Given exercise: Tally the lines in the data below that contain the string "sunglasses". Give only the number.

Records to process:

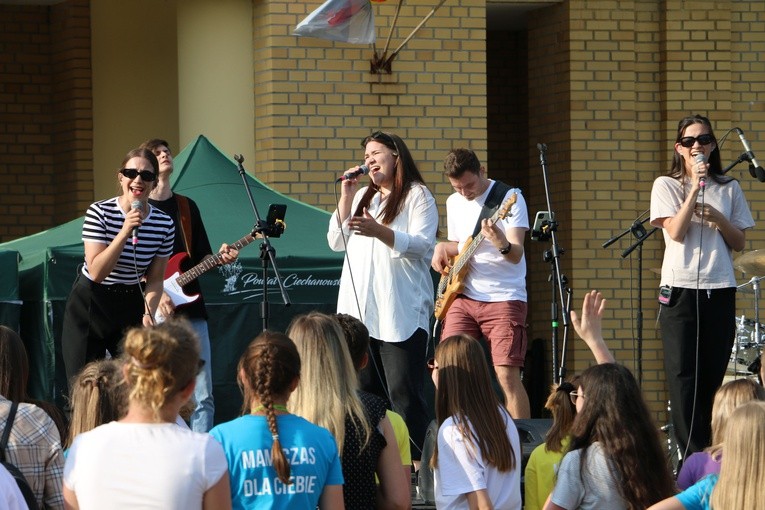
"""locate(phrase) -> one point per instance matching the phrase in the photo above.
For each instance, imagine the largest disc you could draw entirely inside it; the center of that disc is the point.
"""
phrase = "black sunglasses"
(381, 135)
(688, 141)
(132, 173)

---

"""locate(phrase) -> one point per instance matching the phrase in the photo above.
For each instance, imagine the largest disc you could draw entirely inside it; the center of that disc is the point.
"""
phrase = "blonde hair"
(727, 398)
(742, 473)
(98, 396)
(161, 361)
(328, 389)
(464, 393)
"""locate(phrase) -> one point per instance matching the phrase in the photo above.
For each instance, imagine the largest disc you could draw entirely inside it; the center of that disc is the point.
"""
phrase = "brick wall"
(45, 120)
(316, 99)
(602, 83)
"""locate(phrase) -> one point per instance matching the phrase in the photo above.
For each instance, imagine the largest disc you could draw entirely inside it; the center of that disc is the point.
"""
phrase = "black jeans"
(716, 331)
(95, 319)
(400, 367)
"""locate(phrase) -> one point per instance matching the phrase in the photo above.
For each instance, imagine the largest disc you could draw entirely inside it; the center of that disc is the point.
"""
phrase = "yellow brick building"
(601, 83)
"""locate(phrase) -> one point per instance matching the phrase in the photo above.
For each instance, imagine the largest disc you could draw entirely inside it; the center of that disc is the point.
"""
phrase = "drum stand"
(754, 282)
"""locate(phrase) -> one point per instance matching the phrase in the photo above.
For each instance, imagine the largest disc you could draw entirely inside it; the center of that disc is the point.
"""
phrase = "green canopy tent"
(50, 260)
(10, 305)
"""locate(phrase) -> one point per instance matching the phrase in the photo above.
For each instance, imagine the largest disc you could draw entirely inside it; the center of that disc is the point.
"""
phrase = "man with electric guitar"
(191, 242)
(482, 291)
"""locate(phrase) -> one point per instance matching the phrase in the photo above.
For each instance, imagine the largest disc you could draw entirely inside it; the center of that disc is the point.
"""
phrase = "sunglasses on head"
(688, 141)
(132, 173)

...

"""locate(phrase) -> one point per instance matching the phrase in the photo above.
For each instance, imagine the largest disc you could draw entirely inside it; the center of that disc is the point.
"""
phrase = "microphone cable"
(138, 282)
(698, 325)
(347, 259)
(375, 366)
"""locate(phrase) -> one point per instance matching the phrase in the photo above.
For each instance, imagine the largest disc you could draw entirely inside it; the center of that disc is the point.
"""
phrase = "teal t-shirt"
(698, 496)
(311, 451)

Expected answer: 2